Records for the exercise:

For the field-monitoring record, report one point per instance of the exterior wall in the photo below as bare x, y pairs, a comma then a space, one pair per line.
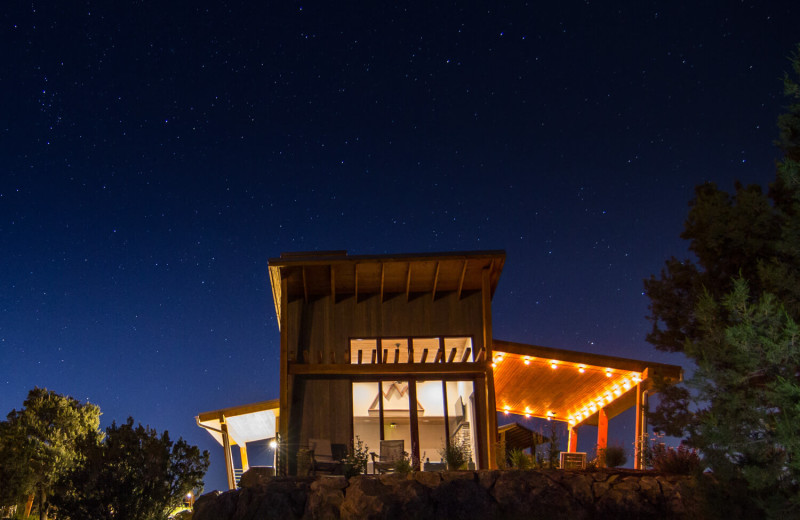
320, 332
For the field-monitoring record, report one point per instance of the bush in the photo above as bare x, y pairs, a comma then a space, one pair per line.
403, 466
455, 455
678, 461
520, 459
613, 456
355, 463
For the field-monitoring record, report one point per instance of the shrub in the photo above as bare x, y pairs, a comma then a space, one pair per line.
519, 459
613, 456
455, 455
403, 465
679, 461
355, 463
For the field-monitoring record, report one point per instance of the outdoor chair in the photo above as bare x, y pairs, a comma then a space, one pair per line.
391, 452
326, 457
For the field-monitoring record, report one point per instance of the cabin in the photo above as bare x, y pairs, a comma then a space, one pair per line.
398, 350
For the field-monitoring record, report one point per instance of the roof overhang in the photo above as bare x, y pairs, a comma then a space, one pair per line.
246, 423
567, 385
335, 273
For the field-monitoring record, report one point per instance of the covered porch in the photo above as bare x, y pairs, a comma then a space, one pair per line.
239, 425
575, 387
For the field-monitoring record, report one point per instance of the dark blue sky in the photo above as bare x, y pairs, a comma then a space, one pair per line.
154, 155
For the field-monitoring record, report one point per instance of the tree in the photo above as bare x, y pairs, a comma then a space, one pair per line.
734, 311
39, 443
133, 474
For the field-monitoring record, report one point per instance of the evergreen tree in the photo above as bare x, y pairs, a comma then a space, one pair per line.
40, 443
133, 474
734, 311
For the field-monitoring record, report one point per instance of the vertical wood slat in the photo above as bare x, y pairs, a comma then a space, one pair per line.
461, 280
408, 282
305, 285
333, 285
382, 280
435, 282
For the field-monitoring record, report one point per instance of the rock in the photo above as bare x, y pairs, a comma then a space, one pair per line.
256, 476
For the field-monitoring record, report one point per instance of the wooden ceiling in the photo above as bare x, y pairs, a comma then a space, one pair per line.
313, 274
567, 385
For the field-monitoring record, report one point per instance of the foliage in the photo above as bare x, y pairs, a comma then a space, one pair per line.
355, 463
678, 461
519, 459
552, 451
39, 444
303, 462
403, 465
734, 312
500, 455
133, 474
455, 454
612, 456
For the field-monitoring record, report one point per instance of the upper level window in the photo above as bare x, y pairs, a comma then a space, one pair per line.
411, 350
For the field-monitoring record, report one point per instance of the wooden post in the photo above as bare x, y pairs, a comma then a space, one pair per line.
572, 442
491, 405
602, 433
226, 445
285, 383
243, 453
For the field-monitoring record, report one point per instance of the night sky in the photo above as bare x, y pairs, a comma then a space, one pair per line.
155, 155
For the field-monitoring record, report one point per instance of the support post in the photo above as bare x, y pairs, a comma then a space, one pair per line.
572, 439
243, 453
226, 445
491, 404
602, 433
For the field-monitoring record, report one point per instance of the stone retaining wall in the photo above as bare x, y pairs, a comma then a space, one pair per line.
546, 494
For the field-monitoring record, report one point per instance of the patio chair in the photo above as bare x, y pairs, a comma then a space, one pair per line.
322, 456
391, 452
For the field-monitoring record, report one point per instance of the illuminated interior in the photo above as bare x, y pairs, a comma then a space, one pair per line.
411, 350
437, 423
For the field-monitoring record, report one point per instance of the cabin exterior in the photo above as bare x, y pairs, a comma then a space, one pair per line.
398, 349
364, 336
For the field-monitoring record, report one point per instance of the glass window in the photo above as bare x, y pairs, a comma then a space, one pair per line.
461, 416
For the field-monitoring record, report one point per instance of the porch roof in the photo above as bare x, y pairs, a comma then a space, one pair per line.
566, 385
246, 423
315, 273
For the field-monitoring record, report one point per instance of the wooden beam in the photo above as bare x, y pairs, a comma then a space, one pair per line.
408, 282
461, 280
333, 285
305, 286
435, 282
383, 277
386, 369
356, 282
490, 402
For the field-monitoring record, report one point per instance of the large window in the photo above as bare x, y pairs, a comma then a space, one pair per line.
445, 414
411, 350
--
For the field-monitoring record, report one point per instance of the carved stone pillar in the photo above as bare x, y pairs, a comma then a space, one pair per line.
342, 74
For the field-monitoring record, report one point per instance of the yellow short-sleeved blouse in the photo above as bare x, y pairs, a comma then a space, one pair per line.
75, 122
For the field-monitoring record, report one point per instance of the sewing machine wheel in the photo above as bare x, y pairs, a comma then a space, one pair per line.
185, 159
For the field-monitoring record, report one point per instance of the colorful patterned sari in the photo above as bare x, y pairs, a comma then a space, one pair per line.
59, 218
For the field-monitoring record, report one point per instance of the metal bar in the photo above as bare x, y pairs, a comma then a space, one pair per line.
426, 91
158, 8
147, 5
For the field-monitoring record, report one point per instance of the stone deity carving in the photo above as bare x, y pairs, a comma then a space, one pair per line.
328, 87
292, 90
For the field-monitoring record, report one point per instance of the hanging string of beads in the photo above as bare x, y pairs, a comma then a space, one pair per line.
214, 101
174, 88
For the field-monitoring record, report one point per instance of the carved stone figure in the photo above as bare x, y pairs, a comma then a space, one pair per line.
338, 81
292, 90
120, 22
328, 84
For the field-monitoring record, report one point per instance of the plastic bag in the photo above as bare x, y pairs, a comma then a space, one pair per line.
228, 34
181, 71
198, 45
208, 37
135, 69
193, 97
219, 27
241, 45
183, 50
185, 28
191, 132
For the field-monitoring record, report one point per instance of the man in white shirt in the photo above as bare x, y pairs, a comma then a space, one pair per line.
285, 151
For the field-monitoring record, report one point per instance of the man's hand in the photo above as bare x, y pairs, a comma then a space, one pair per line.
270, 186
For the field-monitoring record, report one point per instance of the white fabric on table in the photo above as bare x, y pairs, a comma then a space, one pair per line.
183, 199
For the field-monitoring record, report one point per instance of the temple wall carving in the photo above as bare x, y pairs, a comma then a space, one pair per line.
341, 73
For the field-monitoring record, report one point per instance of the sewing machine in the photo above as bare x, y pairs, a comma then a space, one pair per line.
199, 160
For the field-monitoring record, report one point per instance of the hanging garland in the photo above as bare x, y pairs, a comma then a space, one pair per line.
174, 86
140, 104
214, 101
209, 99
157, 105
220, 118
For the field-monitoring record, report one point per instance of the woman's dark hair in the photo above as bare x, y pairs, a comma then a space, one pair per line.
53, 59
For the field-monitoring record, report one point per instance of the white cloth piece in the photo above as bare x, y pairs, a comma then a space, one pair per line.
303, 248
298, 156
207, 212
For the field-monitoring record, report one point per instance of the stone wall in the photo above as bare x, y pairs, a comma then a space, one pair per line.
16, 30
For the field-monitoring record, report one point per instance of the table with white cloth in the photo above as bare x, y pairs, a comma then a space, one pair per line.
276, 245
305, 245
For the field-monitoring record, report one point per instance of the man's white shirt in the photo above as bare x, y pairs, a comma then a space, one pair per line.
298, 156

Exercise brief:
Return every line of the records above that contains the string "wall". Case counts.

Finished answer:
For the field-monitoring record, report one point per instance of the exterior wall in the photo below as bare x, y pairs, a comma then a space, one pair per line.
For the field-monitoring record, report one point per instance of the stone retaining wall in the photo above as bare x, y pairs, a comma then a space, one pair per line.
For the field-monitoring record, report one point per instance of the temple wall carving in the photo above as bare x, y pairs, a comma then a space, one pair per line.
For the field-monitoring record, report one point per instance of the stone wall in the photo above as bare x, y pairs, a comma then a space, one pair per line.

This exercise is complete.